## ŹRÓDŁO
══════════

Volkswagen zapowiedział, że już w niedalekiej przyszłości auta będą mogły zupełnie samodzielnie parkować, a jak to będzie wyglądało można prześledzić na podstawie unijnego projektu badawczego „V-Charge”, w którym bierze udział sześciu partnerów pracujących wspólnie nad rozwojem nowej technologii. Główny nacisk położono na zautomatyzowanie procesu poszukiwania wolnego miejsca na parkingu oraz na ładowanie akumulatorów w samochodach elektrycznych.
Najważniejsze w tym projekcie jest nie tylko to, że auto samodzielnie wyszukuje wolnego miejsca do zaparkowania, ale że znajduje takie, które jest elementem infrastruktury automatycznego ładowania i indukcyjnie napełnia akumulatory. Gdy proces ładowania zostanie zakończony, samochód automatycznie opuszcza miejsce ładowania zwalniając je dla innego auta elektrycznego, sam zaś parkuje na miejscu konwencjonalnym. „V-Charge” wskazuje drogę ku inteligentnym rozwiązaniom przyszłości w dziedzinie automatycznego parkowania.
Usługi parkingowe są szczególnie rozwinięte w Stanach Zjednoczonych – kierowca podjeżdża na miejsce i oddaje kluczyki pracownikowi obsługi, który parkuje samochód na docelowym miejscu, w razie potrzeby podjeżdża też autem, gdy kierowca zamierza opuścić parking. W ten sposób nie traci się czasu na poszukiwanie miejsca parkingowego. Projekt V-Charge rozwija ten pomysł, a jego celem jest automatyczne wyszukiwanie miejsca do zaparkowania („Valet Parking”) w określonych miejscach, np. na parkingach piętrowych.
Jest wiele przykładów zastosowania koncepcji V-Charge. Oto jeden z nich: pracownik śpieszący się na umówione spotkanie zauważa, że grozi mu spóźnienie. Dzięki V-Charge wystarczy, że podjedzie pod główne wejście do firmy, wysiądzie z auta, a następnie skorzysta z odpowiedniej aplikacji na smartfona, która steruje autem. Dzięki elektronicznej mapie przesłanej do samochodu, auto automatycznie wyszuka wolne miejsce w obrębie parkingu i samo na nie wjedzie. Jeśli będzie to samochód elektryczny, system nakaże mu dodatkowo znalezienie miejsca z automatycznym urządzeniem do ładowania akumulatorów. Kamery wbudowane w nadwozie oraz czujniki ultradźwiękowe potrafią przy tym rozpoznać przechodzących pieszych, a także rowerzystów oraz inne pojazdy i uniknąć potrąceń czy zderzeń. Dzięki temu auto może poruszać się w tzw. ruchu mieszanym. Wybrany parking nie musi być specjalnie ogrodzony, ani nie wymaga kosztownego uzbrojenia w urządzenia techniczne.

══════════

## MATERIAŁ DO ĆWICZENIA
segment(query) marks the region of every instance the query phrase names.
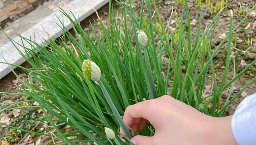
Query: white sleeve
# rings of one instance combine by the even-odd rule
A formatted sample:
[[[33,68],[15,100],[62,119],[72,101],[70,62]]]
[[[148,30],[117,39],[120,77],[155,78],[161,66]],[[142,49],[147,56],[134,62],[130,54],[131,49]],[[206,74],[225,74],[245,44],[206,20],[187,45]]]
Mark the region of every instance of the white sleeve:
[[[231,126],[239,145],[256,145],[256,93],[246,97],[238,105]]]

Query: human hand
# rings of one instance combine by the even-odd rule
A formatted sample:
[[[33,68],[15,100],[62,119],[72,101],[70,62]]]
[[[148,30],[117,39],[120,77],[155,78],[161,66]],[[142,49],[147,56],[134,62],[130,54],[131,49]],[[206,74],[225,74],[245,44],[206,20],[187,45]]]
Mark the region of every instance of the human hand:
[[[123,120],[135,133],[143,130],[148,120],[155,129],[152,137],[133,137],[135,145],[238,145],[231,118],[207,116],[166,95],[129,106]]]

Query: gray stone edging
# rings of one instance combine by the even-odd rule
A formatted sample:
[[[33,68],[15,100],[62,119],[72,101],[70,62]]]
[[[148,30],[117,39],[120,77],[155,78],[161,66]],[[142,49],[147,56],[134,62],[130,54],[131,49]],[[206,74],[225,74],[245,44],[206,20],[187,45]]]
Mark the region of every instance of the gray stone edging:
[[[94,12],[93,8],[98,9],[107,4],[108,1],[109,0],[74,0],[67,4],[68,8],[67,7],[63,7],[62,8],[67,10],[67,11],[68,11],[69,9],[71,10],[76,19],[81,21]],[[42,18],[40,22],[22,33],[21,36],[29,38],[31,35],[33,38],[34,34],[35,41],[43,45],[44,44],[42,42],[42,38],[45,38],[48,41],[49,41],[49,39],[42,28],[42,26],[51,38],[54,39],[58,38],[63,34],[63,32],[61,28],[56,24],[57,23],[60,24],[55,15],[59,18],[62,19],[62,13],[58,10],[56,11],[49,16]],[[64,17],[63,21],[64,25],[67,29],[69,30],[72,28],[72,25],[67,18]],[[13,40],[19,43],[21,43],[20,38],[18,37]],[[26,47],[29,47],[29,44],[27,43],[25,43],[25,45]],[[22,51],[24,51],[24,49],[21,47],[19,48]],[[0,47],[0,54],[10,63],[20,65],[26,61],[25,59],[19,53],[18,51],[11,42]],[[0,56],[0,62],[5,61],[4,59]],[[12,69],[15,68],[13,66],[10,67]],[[0,63],[0,79],[11,71],[11,69],[8,65]]]

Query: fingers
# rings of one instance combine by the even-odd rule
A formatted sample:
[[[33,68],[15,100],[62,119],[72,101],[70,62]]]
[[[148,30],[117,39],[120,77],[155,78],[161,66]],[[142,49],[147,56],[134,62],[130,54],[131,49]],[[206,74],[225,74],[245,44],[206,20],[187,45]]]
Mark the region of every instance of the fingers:
[[[131,141],[135,145],[155,145],[154,137],[136,136],[132,138]]]
[[[167,102],[171,98],[172,98],[170,96],[163,96],[129,105],[125,109],[123,120],[135,133],[137,130],[143,130],[148,120],[156,129],[159,117],[163,117],[161,112],[163,112],[161,110],[162,107],[160,106],[163,106],[163,102]],[[120,132],[124,134],[121,129]]]

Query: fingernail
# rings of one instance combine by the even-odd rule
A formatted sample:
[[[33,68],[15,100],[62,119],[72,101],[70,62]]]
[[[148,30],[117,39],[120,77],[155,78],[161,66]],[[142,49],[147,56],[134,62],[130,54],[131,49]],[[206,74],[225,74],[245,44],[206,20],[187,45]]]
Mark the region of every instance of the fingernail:
[[[135,145],[136,145],[136,141],[135,141],[135,140],[131,140],[131,141],[132,142],[132,143],[133,143],[133,144],[134,144]]]

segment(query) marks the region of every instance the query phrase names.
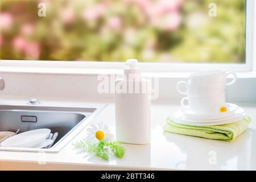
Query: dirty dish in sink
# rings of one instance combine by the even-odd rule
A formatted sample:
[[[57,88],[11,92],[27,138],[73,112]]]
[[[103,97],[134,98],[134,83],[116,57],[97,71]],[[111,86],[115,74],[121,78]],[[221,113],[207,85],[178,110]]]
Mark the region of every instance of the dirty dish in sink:
[[[50,144],[52,144],[52,143],[53,143],[53,140],[49,139],[46,139],[44,141],[43,141],[42,143],[40,143],[39,145],[34,147],[33,148],[42,148],[46,147],[47,147],[49,146]]]
[[[33,147],[38,146],[49,136],[51,130],[33,130],[10,137],[1,143],[2,147]]]
[[[6,136],[13,136],[15,135],[14,132],[11,131],[0,131],[0,140],[6,137]]]

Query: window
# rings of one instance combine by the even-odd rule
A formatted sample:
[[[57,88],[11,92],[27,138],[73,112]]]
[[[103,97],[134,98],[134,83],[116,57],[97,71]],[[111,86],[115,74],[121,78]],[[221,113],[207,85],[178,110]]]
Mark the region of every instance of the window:
[[[249,2],[1,0],[0,59],[247,63]]]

══════════

## CELE
A. Wyjaśnij na podstawie tekstu o projekcie V-Charge, dlaczego auto może poruszać się w tzw. ruchu mieszanym. Zmieść się w jednym do trzech zdań.
B. Zamień „window” na „skylight” w wierszach materiału do ćwiczenia, zaczynając od wiersza z „Query: window” i kończąc na ostatnim wierszu materiału. Wszystko inne zostaw bez zmian.

## ODPOWIEDZI DO ZADAŃ
A. Auto może poruszać się w ruchu mieszanym, ponieważ kamery wbudowane w nadwozie oraz czujniki ultradźwiękowe rozpoznają przechodzących pieszych, rowerzystów i inne pojazdy. Dzięki temu samochód unika potrąceń i zderzeń.

B.
Query: skylight
# rings of one instance combine by the even-odd rule
A formatted sample:
[[[57,88],[11,92],[27,138],[73,112]]]
[[[103,97],[134,98],[134,83],[116,57],[97,71]],[[111,86],[115,74],[121,78]],[[221,113],[207,85],[178,110]]]
Mark the region of every instance of the skylight:
[[[249,2],[1,0],[0,59],[247,63]]]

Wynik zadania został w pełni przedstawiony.